Given instruction 1: In the book review, whom are Jack and Lilly setting out to save?
Given instruction 2: From the listing, pull out every line that contains the string "shrub".

::: Article

Ben Hatke is a favorite of mine, and I was excited to get this sequel to last year's Mighty Jack. I darted through it--it's definitely a page-turner, following the cliffhanger ending of the first volume into strange new spaces full of goblins and giants and creatures who live in pipes. Jack and his friend Lilly are out to save his mute little sister Maddy from who knows what fate--although we soon find out, and it's pretty gruesome.

Along the way they get separated. Jack has to whack things with his sword, bravely and boldly. Lilly has to actually figure things out, stick up for herself, and also whack things with her sword. But Jack's name is on the cover, so even the dragon tells Jack he has saved the day when Lilly does some A+ prime grade day-saving.

::::::
::: Materials provided

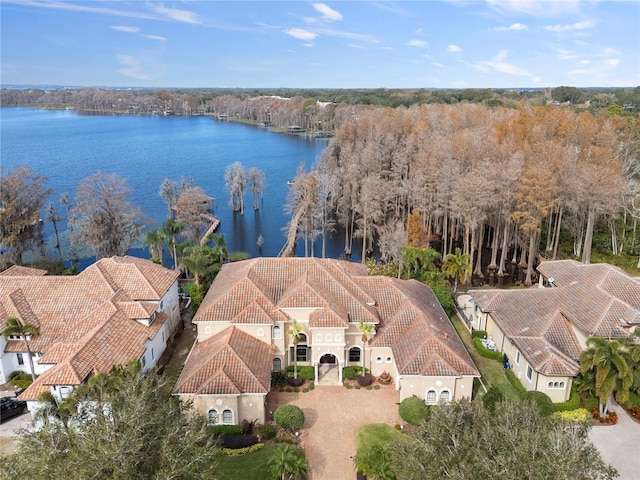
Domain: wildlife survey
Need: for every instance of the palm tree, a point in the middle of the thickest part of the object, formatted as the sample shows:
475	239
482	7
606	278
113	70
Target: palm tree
199	262
13	326
287	463
609	361
295	333
366	329
457	266
170	230
153	240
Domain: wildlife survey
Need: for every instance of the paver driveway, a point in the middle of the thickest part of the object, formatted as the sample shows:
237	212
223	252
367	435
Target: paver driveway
332	417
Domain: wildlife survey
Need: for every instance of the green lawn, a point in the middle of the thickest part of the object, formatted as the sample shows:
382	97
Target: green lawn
252	466
492	371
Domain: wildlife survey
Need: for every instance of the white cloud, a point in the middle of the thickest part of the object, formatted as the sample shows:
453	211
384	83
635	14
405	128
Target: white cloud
301	34
121	28
513	27
570	27
418	43
132	67
184	16
536	7
327	12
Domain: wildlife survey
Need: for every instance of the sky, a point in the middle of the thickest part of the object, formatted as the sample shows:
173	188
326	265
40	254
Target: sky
332	44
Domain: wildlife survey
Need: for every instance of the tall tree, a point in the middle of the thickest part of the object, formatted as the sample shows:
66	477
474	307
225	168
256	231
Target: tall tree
609	361
257	183
103	217
235	182
26	331
22	197
127	425
466	441
456	265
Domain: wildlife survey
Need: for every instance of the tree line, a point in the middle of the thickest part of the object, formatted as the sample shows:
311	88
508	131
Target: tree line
508	182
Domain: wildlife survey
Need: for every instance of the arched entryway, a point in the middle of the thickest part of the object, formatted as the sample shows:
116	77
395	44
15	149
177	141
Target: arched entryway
328	370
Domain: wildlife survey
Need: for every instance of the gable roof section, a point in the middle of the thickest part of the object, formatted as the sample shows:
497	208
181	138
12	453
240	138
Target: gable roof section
231	362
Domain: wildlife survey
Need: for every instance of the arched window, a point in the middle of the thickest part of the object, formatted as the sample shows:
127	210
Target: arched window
227	417
354	354
277	365
213	417
277	333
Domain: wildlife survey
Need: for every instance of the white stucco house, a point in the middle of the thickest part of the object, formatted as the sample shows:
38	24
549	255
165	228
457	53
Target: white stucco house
118	310
244	320
544	329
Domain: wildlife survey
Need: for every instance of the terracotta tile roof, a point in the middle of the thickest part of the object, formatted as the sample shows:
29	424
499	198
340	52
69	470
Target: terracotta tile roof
20	271
230	362
598	300
87	321
411	320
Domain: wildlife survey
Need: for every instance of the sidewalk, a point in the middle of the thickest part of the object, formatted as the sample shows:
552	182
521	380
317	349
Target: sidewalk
619	444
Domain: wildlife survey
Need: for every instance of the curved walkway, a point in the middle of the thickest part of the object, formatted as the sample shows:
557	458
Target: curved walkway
332	417
619	444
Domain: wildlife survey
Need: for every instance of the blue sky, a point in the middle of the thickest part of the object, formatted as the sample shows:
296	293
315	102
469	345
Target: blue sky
333	44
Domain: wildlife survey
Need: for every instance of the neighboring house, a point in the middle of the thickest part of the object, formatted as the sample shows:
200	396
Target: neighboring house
117	310
245	318
543	330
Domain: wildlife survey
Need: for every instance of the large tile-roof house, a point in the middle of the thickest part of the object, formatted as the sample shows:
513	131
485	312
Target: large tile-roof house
544	330
245	317
117	310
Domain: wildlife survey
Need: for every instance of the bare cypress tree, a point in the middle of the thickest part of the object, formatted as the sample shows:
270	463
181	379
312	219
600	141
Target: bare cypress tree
103	218
257	183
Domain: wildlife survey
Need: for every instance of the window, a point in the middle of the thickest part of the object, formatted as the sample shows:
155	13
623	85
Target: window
354	354
213	416
277	365
227	417
277	332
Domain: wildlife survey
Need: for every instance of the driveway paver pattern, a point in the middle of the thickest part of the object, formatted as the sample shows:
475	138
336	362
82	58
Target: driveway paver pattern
332	417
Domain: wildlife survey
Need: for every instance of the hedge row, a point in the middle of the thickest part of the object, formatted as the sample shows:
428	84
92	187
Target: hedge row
242	451
219	430
484	352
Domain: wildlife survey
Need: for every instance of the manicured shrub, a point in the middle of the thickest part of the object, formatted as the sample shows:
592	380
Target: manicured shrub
306	372
578	415
413	410
491	398
289	417
515	382
238	441
242	451
267	432
279	379
479	334
486	353
542	400
226	429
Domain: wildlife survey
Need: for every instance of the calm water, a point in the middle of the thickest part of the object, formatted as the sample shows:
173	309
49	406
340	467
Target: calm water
66	147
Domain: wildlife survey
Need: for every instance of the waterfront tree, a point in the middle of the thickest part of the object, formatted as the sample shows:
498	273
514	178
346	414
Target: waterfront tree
103	218
22	197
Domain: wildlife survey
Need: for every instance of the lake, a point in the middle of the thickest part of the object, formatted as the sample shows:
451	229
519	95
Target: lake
66	147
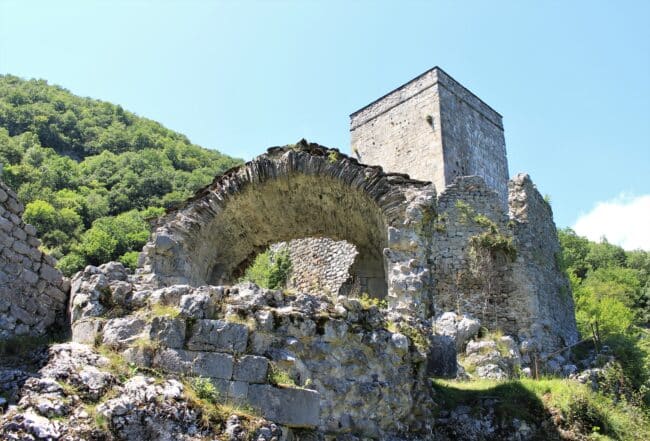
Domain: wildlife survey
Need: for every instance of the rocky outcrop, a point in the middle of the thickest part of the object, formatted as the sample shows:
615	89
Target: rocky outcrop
321	264
292	192
79	396
301	360
33	294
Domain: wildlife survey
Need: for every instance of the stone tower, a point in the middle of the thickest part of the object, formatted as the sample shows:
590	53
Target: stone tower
433	129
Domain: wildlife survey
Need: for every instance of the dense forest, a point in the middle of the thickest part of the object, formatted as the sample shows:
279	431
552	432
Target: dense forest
91	173
611	290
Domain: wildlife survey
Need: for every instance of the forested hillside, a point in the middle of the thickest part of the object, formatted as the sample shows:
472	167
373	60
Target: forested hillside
90	173
611	289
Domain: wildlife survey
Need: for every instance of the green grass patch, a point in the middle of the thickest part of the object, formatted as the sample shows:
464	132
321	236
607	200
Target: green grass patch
593	414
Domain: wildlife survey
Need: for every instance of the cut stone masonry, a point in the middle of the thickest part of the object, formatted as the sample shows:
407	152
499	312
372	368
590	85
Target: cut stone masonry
33	293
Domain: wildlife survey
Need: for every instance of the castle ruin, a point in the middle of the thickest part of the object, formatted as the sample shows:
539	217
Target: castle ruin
433	129
432	226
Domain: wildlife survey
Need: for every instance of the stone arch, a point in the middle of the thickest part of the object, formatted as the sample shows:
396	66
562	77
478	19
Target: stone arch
304	190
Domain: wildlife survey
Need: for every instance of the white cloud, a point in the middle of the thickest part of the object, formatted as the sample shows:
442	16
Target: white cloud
624	220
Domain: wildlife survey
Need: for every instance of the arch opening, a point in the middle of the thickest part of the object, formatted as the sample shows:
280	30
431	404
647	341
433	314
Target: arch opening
287	208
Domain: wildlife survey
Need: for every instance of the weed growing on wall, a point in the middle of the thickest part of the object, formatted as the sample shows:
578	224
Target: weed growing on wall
269	270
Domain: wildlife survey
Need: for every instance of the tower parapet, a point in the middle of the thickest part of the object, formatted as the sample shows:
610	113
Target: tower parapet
434	129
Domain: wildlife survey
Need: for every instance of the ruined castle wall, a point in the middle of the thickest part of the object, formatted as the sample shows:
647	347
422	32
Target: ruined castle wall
529	296
319	263
536	274
434	129
33	293
461	284
394	132
472	137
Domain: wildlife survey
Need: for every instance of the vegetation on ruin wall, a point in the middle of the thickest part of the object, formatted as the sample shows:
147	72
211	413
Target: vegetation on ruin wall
582	410
611	289
90	173
269	269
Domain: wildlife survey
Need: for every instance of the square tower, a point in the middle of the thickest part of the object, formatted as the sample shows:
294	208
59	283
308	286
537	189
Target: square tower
433	129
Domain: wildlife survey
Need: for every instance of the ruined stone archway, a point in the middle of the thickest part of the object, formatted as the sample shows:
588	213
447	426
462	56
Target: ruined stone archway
298	191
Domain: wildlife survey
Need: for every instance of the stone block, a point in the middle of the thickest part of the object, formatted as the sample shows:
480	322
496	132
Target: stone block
122	331
19	234
252	369
50	274
238	390
290	407
170	332
218	335
29	277
30	230
86	331
24	316
204	364
21	247
441	359
6	225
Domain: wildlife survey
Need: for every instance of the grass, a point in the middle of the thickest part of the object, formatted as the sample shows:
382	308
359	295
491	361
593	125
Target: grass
593	414
22	345
116	364
368	302
160	310
201	394
249	322
100	420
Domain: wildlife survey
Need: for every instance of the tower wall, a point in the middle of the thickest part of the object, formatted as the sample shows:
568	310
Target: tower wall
434	129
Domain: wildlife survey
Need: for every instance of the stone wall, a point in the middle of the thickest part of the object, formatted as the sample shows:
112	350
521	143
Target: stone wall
320	264
434	129
528	297
461	285
298	191
342	371
539	285
33	293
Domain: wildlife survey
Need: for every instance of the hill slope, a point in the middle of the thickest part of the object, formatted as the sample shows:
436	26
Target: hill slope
90	172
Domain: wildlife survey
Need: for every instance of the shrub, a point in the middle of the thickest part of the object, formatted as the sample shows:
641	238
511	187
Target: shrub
71	263
269	269
130	259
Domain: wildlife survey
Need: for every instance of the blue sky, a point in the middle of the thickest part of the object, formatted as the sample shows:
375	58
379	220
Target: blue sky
572	79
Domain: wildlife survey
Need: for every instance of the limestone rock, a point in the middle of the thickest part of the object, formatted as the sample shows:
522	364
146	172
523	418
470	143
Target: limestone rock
290	407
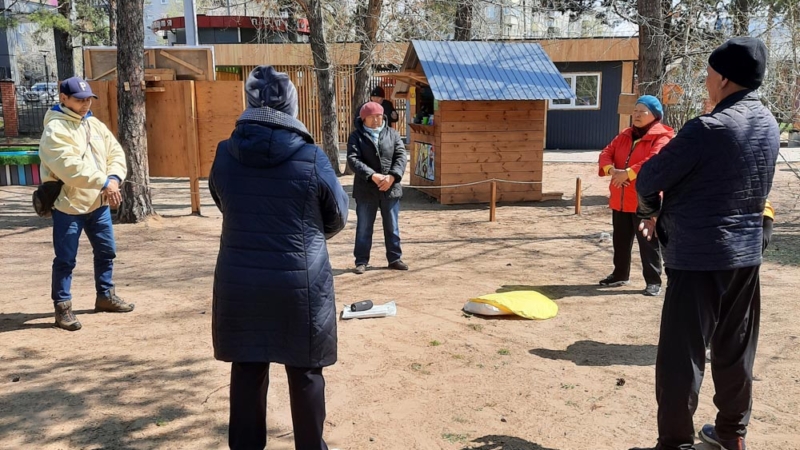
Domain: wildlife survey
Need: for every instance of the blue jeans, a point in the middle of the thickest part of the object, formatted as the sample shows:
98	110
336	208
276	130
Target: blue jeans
366	213
66	235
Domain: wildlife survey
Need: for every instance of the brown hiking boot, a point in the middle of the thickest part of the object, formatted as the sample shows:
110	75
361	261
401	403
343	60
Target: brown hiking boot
65	318
111	303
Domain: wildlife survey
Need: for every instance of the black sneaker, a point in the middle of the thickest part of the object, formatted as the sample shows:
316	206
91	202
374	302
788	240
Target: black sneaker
398	265
65	318
610	281
112	303
652	290
708	434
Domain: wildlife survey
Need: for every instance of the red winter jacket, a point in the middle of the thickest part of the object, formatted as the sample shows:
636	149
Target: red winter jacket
623	153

::::::

Exercise result 1: Jack's mute little sister, Maddy.

Exercise result 2:
Need: for every instance of the manicured shrub, a point in the middle of the thickest part of the object, formatted as the sample shows:
Target: manicured shrub
Need: for every instance of the shrub, a point in the middle of the thickest part of the object, formatted as the sample shows:
Target: shrub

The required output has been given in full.